The task: Determine how many lines in the listing contain the string "white"; respond with the number alone.
***** Source information *****
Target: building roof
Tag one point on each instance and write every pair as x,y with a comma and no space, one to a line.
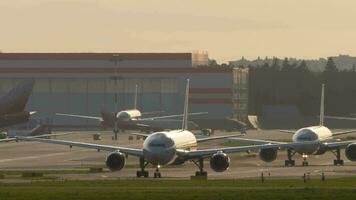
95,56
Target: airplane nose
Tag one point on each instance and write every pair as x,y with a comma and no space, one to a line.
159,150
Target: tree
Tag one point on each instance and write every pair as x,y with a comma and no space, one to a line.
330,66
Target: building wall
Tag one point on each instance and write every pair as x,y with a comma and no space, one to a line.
*****
***** Source information *****
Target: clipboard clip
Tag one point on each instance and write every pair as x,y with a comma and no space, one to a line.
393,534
*****
***** Source information *****
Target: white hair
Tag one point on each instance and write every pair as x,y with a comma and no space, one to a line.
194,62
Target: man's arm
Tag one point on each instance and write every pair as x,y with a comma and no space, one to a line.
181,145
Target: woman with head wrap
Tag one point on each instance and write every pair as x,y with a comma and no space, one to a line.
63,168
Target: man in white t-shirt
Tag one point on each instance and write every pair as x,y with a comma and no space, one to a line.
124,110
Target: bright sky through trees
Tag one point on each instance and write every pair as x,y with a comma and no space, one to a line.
*****
Answer area: 2